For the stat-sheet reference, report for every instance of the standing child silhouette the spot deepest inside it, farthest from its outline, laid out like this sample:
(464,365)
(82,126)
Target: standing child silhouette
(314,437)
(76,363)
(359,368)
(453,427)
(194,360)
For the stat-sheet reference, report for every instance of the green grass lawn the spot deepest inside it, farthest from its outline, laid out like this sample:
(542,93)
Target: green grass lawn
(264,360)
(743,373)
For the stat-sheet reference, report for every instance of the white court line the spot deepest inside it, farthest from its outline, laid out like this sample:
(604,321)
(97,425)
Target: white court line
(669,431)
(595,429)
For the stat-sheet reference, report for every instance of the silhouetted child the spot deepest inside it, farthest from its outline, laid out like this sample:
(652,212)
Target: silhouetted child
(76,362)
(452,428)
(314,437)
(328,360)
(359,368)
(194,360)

● ● ● ● ●

The full data, repeated exactly, is the only acceptable output.

> SOLUTION BELOW
For the stat-sheet reference, report for every instance of the standing child silhouette the spot deepest inside it, farthest from its outline, laid out like this sample:
(464,365)
(82,126)
Target: standing child silhouette
(314,437)
(76,363)
(359,368)
(453,427)
(194,360)
For the stat-sheet reference, report for every instance of the green grass lawn the spot deepest inside it, farthest from its outline, laid out like this sample:
(542,93)
Target: green grass lawn
(264,360)
(743,373)
For the stat-sheet reference, report for every instance of the white court line the spot deepest inside it, farthest from its outline, laid out like this sample:
(604,321)
(97,425)
Target: white court line
(669,431)
(595,429)
For the stat-sheet reference, report for every instance of the silhouetted child the spot deepest inside it, farthest from its outline, laid out like this sample:
(652,212)
Target: silhouetted child
(76,362)
(452,428)
(314,437)
(328,360)
(359,368)
(194,360)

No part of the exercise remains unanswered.